**TASK BRIEF**
Each line from the one that contains "Can you find the boy's smiling" to the end of the entries must be copied word for word, and only those lines.

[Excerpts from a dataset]
________________

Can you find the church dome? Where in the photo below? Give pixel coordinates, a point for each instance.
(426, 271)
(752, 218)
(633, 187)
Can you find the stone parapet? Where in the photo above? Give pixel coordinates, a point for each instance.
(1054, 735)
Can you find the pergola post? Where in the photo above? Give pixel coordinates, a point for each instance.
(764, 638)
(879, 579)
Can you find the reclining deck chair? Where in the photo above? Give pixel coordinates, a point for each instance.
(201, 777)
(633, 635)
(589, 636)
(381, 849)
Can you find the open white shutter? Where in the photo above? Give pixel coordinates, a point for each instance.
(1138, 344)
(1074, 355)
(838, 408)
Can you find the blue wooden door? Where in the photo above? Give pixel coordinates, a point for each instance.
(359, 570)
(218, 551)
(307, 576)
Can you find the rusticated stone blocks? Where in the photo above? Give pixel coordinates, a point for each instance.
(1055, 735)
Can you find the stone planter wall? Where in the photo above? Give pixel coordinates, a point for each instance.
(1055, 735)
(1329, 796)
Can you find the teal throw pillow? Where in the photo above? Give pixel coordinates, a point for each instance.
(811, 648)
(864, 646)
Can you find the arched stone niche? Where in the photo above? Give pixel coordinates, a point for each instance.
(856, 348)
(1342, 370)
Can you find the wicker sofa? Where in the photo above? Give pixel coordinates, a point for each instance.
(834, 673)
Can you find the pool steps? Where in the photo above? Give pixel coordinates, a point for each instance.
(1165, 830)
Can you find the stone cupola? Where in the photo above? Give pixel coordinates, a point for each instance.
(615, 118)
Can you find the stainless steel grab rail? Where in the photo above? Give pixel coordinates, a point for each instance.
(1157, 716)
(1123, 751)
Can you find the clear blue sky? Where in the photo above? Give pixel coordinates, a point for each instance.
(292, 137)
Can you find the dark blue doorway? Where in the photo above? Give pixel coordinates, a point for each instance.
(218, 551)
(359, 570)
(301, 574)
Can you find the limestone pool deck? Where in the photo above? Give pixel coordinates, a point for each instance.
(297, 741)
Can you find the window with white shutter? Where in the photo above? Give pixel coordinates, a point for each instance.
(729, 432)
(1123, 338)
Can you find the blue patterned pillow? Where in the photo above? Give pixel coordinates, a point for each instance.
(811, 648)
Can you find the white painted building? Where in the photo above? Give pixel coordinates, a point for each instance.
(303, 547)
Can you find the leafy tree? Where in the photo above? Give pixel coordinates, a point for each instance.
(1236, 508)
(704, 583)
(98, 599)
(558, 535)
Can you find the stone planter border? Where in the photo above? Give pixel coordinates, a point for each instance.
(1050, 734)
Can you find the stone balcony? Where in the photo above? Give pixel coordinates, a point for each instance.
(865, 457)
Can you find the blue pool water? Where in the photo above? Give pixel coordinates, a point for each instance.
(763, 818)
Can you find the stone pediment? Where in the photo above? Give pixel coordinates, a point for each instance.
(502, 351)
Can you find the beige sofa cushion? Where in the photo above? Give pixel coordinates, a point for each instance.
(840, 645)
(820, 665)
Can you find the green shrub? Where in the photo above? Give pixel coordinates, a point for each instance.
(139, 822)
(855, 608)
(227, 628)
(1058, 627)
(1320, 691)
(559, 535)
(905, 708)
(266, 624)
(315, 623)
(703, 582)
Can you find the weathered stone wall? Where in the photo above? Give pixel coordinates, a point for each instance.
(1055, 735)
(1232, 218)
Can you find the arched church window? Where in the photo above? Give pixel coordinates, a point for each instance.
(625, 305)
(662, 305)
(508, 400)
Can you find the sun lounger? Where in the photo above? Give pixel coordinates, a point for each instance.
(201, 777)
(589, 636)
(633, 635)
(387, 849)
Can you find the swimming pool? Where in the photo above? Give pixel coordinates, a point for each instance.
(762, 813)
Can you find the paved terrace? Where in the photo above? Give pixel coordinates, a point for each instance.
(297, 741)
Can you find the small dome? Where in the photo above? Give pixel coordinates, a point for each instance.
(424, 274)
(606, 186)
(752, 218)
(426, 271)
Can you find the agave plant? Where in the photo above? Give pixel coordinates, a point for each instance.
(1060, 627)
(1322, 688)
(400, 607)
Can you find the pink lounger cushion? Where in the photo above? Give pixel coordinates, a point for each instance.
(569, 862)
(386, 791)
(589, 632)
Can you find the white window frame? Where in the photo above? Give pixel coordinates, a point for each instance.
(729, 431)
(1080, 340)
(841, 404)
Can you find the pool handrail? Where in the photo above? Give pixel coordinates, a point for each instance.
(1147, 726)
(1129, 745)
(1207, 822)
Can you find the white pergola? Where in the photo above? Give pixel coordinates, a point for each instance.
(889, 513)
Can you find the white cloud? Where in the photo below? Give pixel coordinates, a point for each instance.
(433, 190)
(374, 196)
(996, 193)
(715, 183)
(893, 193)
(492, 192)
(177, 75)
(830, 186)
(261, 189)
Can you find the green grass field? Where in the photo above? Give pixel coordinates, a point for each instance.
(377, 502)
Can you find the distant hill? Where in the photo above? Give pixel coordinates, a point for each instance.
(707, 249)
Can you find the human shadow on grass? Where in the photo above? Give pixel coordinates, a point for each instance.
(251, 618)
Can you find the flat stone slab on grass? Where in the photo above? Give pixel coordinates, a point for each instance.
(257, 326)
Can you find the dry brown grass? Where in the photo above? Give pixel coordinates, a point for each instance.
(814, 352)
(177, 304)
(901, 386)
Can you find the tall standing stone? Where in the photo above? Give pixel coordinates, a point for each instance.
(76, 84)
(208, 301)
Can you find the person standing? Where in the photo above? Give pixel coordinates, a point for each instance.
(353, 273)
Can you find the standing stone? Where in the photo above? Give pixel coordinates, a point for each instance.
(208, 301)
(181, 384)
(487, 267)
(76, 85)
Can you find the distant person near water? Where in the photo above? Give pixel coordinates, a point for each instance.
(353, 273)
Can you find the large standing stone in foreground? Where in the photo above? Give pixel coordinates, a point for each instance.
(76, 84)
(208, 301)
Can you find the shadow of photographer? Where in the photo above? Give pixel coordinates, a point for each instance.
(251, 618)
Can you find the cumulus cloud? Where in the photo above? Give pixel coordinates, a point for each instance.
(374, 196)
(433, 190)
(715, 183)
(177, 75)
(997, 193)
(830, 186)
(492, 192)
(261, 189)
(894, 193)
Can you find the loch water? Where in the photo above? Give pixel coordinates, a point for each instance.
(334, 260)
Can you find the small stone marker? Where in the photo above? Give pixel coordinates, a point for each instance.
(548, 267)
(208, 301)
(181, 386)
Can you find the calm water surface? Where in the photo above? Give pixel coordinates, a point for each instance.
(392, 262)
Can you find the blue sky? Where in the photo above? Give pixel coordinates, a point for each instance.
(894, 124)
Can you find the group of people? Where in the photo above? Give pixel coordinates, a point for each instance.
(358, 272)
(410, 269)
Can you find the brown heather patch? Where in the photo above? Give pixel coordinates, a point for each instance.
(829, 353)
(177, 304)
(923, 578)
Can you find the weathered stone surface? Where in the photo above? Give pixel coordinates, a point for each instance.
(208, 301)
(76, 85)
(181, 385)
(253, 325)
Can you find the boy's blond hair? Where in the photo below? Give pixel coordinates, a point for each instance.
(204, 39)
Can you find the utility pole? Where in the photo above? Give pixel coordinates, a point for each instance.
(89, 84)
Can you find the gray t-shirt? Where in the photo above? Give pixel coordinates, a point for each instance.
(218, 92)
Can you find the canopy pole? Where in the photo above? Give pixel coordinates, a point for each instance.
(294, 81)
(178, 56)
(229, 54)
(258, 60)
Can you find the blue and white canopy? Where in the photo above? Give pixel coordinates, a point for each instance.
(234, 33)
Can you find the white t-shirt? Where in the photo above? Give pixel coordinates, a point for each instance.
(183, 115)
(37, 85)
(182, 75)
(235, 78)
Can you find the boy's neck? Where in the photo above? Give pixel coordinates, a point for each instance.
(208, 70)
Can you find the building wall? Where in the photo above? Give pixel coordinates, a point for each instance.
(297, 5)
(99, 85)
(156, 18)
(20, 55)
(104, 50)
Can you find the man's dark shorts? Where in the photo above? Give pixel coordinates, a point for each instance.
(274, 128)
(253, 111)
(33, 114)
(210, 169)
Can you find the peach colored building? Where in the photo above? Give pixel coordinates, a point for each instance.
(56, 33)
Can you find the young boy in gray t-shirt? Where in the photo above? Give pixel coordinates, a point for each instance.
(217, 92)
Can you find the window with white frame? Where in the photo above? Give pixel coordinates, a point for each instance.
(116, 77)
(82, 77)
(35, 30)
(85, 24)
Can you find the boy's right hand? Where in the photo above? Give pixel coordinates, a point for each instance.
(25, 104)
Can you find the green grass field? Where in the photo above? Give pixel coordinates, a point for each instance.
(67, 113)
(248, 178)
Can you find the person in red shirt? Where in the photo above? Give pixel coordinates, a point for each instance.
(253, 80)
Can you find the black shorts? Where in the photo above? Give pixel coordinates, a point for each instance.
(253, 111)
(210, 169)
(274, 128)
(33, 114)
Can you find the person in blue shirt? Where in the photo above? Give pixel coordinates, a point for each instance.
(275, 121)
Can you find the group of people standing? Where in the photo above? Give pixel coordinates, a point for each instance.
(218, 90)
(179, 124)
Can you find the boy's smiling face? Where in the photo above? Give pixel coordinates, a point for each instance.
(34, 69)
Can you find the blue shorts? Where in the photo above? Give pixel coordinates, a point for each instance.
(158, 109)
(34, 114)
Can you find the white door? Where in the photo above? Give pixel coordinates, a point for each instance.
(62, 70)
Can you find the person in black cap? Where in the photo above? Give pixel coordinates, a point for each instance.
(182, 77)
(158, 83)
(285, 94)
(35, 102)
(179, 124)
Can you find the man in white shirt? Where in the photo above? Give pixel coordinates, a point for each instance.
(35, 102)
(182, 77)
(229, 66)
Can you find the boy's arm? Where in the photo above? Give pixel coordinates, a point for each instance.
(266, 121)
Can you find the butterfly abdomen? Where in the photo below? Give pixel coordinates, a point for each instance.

________________

**ANSWER TO THIS EXERCISE**
Can you find the boy's smiling face? Where in the photo above? Give pixel coordinates, a point for each instance.
(34, 69)
Can you find the blue shorts? Where in the photo above? Give pixel coordinates, a point for each instance.
(158, 109)
(34, 114)
Can you find the white door? Where in the photo above? Give pixel coordinates, a point for each instance.
(62, 70)
Can you find the person in black cap? Where in the photo above? Give pixel coordinates, a point for each instance.
(182, 77)
(158, 83)
(285, 94)
(35, 102)
(179, 124)
Can you find the man in white shirt? Where in the photo above? Give pixel coordinates, a point for each instance.
(35, 102)
(182, 77)
(229, 66)
Can you find the boy's arm? Where in the photo above? Give pixel coordinates, a point for each instance.
(266, 121)
Can you find the butterfly abdomen? Where in the photo below? Give pixel coordinates, a point for each instance.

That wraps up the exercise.